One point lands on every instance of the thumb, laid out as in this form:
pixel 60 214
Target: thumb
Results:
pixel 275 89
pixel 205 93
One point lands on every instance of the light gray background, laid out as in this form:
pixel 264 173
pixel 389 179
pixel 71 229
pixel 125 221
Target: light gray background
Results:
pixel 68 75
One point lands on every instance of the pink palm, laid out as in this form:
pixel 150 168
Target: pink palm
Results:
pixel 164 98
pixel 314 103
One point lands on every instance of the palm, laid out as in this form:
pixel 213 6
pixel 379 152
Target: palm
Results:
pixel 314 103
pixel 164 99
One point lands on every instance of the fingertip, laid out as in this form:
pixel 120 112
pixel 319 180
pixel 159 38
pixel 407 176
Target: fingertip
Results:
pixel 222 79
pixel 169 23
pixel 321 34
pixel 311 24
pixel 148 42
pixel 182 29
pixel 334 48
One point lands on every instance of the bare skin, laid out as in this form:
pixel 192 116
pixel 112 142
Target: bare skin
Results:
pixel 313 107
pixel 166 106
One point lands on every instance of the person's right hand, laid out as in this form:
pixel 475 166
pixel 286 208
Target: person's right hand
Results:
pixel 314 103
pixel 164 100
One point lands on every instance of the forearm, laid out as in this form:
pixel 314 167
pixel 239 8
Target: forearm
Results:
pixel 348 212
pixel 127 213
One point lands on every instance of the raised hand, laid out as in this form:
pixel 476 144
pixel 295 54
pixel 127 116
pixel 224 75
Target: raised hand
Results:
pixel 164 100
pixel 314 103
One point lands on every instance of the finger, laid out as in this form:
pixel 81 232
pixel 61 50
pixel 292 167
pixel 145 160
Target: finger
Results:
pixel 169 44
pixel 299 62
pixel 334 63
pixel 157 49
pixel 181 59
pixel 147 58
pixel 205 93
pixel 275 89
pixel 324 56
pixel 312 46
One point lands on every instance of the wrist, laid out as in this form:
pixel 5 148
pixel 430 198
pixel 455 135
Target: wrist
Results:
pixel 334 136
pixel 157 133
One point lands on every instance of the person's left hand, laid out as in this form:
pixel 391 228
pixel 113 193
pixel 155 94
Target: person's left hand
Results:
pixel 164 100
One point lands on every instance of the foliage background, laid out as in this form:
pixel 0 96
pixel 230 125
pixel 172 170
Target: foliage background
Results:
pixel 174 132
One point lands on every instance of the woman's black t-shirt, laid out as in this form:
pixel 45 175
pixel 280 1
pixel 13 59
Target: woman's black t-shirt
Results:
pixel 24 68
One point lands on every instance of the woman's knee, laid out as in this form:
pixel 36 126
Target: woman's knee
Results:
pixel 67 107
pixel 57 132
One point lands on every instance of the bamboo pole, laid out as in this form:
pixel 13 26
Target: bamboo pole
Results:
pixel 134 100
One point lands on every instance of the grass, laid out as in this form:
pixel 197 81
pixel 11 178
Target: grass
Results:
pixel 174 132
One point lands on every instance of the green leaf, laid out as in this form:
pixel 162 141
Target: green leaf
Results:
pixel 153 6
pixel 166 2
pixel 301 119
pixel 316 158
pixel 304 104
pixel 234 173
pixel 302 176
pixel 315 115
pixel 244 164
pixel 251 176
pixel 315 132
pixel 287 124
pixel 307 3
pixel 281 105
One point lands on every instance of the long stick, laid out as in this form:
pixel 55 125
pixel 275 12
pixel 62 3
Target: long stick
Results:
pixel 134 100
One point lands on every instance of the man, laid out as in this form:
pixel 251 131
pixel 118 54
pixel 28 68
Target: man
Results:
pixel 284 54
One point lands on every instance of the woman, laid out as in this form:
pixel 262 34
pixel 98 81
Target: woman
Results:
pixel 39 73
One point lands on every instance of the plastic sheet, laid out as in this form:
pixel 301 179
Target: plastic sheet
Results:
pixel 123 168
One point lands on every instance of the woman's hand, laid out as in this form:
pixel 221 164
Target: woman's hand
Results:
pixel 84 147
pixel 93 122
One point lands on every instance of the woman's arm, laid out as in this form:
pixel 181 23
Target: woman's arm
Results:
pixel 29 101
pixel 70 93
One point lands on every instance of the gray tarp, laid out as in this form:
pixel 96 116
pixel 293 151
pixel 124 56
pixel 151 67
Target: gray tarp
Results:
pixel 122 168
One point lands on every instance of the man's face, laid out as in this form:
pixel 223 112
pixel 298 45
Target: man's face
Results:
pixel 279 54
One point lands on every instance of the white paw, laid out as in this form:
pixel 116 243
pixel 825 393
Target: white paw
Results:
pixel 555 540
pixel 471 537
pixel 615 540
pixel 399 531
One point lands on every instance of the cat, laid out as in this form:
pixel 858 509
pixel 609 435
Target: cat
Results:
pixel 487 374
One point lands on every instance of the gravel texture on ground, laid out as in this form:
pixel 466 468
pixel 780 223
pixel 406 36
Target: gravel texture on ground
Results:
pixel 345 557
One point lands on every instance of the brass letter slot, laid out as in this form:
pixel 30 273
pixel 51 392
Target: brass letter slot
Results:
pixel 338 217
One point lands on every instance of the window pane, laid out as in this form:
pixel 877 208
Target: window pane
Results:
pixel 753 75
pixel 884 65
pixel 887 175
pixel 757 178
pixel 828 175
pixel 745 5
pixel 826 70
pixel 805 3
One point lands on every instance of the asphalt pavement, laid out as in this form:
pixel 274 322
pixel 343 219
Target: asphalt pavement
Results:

============

> [Stated problem] Turn every line of the records above into a JSON list of strings, with one string per line and blank lines left out.

> [Answer to the problem]
[
  "One point lands on every instance of the thumb, laid out as in this form:",
  "pixel 60 214",
  "Target: thumb",
  "Results:",
  "pixel 275 89",
  "pixel 205 93",
  "One point lands on every instance of the light gray background, laid out as in this form:",
  "pixel 264 173",
  "pixel 389 179",
  "pixel 71 229",
  "pixel 125 221",
  "Target: light gray background",
  "Results:",
  "pixel 68 75",
  "One point lands on every instance of the pink palm, laid out as in this form:",
  "pixel 150 168",
  "Target: pink palm",
  "Results:",
  "pixel 164 98",
  "pixel 314 103",
  "One point lands on every instance of the palm, laid out as in this form:",
  "pixel 213 6",
  "pixel 379 152",
  "Target: palm",
  "Results:",
  "pixel 314 103",
  "pixel 164 99",
  "One point lands on every instance of the fingertip, laid out as in this form:",
  "pixel 120 112",
  "pixel 319 180",
  "pixel 159 38",
  "pixel 407 176",
  "Target: fingertip",
  "Results:",
  "pixel 222 79",
  "pixel 169 23",
  "pixel 321 34",
  "pixel 311 24",
  "pixel 148 42",
  "pixel 182 29",
  "pixel 334 48",
  "One point lands on every instance of the bare skin, laid out as in this form:",
  "pixel 192 116",
  "pixel 112 142",
  "Target: bare skin",
  "Results:",
  "pixel 313 107",
  "pixel 166 106",
  "One point lands on every instance of the person's right hand, laid out as in this form:",
  "pixel 475 166",
  "pixel 286 208",
  "Target: person's right hand",
  "Results:",
  "pixel 314 103",
  "pixel 164 100",
  "One point lands on every instance of the forearm, laid out as in this form:",
  "pixel 314 167",
  "pixel 239 8",
  "Target: forearm",
  "Results:",
  "pixel 348 212",
  "pixel 127 213",
  "One point lands on every instance of the raised hand, laid out as in this form:",
  "pixel 476 144",
  "pixel 295 54",
  "pixel 127 116",
  "pixel 224 75",
  "Target: raised hand",
  "Results:",
  "pixel 164 100",
  "pixel 314 103",
  "One point lands on every instance of the finger, laid out as in this form:",
  "pixel 81 232",
  "pixel 61 50",
  "pixel 292 167",
  "pixel 145 160",
  "Target: finger",
  "Results:",
  "pixel 169 44",
  "pixel 299 62",
  "pixel 334 63",
  "pixel 157 49",
  "pixel 181 59",
  "pixel 147 58",
  "pixel 205 93",
  "pixel 275 89",
  "pixel 324 56",
  "pixel 312 46",
  "One point lands on every instance of the wrist, laid out as in this form:",
  "pixel 5 148",
  "pixel 430 198",
  "pixel 455 135",
  "Target: wrist",
  "Results:",
  "pixel 334 136",
  "pixel 157 133",
  "One point lands on every instance of the person's left hand, laid out as in this form:",
  "pixel 391 228",
  "pixel 113 193",
  "pixel 155 94",
  "Target: person's left hand",
  "Results:",
  "pixel 164 100",
  "One point lands on every instance of the foliage background, laid out as in this form:",
  "pixel 0 96",
  "pixel 230 125",
  "pixel 172 170",
  "Target: foliage background",
  "Results:",
  "pixel 174 132",
  "One point lands on every instance of the woman's black t-shirt, laid out as in this form:",
  "pixel 45 175",
  "pixel 280 1",
  "pixel 13 59",
  "Target: woman's black t-shirt",
  "Results:",
  "pixel 24 68",
  "One point lands on every instance of the woman's knee, laid out as in this form:",
  "pixel 36 126",
  "Target: woman's knee",
  "Results:",
  "pixel 67 107",
  "pixel 57 132",
  "One point lands on every instance of the bamboo pole, laid out as in this form:",
  "pixel 13 26",
  "Target: bamboo pole",
  "Results:",
  "pixel 134 100",
  "One point lands on every instance of the grass, laid out as in this form:",
  "pixel 197 81",
  "pixel 11 178",
  "Target: grass",
  "Results:",
  "pixel 174 132",
  "One point lands on every instance of the green leaf, laid out as in this form:",
  "pixel 162 141",
  "Target: green leaf",
  "Results:",
  "pixel 153 6",
  "pixel 166 2",
  "pixel 301 119",
  "pixel 316 158",
  "pixel 304 104",
  "pixel 234 173",
  "pixel 302 176",
  "pixel 315 115",
  "pixel 244 164",
  "pixel 251 176",
  "pixel 315 132",
  "pixel 287 124",
  "pixel 307 3",
  "pixel 281 105",
  "One point lands on every instance of the long stick, laid out as in this form:",
  "pixel 55 125",
  "pixel 275 12",
  "pixel 62 3",
  "Target: long stick",
  "Results:",
  "pixel 134 100",
  "One point lands on every instance of the man, laid out as in this form:",
  "pixel 251 131",
  "pixel 118 54",
  "pixel 28 68",
  "Target: man",
  "Results:",
  "pixel 284 54",
  "One point lands on every instance of the woman, laid out as in this form:",
  "pixel 262 34",
  "pixel 98 81",
  "Target: woman",
  "Results:",
  "pixel 39 73",
  "One point lands on every instance of the plastic sheet, laid out as in this form:",
  "pixel 301 179",
  "Target: plastic sheet",
  "Results:",
  "pixel 123 168",
  "One point lands on every instance of the woman's hand, laid out as in this form:",
  "pixel 221 164",
  "Target: woman's hand",
  "Results:",
  "pixel 84 147",
  "pixel 93 122",
  "One point lands on every instance of the woman's arm, laid out as in this form:",
  "pixel 181 23",
  "Target: woman's arm",
  "Results:",
  "pixel 29 101",
  "pixel 70 93",
  "One point lands on every instance of the gray tarp, laid out as in this form:",
  "pixel 96 116",
  "pixel 293 151",
  "pixel 124 56",
  "pixel 151 67",
  "Target: gray tarp",
  "Results:",
  "pixel 122 168",
  "One point lands on every instance of the man's face, laid out as in this form:",
  "pixel 223 112",
  "pixel 298 45",
  "Target: man's face",
  "Results:",
  "pixel 279 54",
  "One point lands on every instance of the white paw, laid out as in this form:",
  "pixel 116 243",
  "pixel 825 393",
  "Target: white paw",
  "Results:",
  "pixel 555 540",
  "pixel 471 537",
  "pixel 615 540",
  "pixel 399 531",
  "One point lands on every instance of the cat, laid out as in this form:",
  "pixel 858 509",
  "pixel 609 435",
  "Target: cat",
  "Results:",
  "pixel 487 374",
  "One point lands on every instance of the gravel texture on ground, laid out as in this form:",
  "pixel 466 468",
  "pixel 780 223",
  "pixel 406 36",
  "Target: gravel texture on ground",
  "Results:",
  "pixel 345 557",
  "One point lands on every instance of the brass letter slot, laid out as in this form:",
  "pixel 30 273",
  "pixel 51 392",
  "Target: brass letter slot",
  "Results:",
  "pixel 338 217",
  "One point lands on every instance of the window pane, laid out as in this form:",
  "pixel 877 208",
  "Target: window pane",
  "Results:",
  "pixel 753 75",
  "pixel 884 65",
  "pixel 887 175",
  "pixel 757 178",
  "pixel 828 175",
  "pixel 745 5",
  "pixel 826 70",
  "pixel 805 3",
  "One point lands on every instance of the asphalt pavement, laid out as in this form:",
  "pixel 274 322",
  "pixel 343 219",
  "Target: asphalt pavement",
  "Results:"
]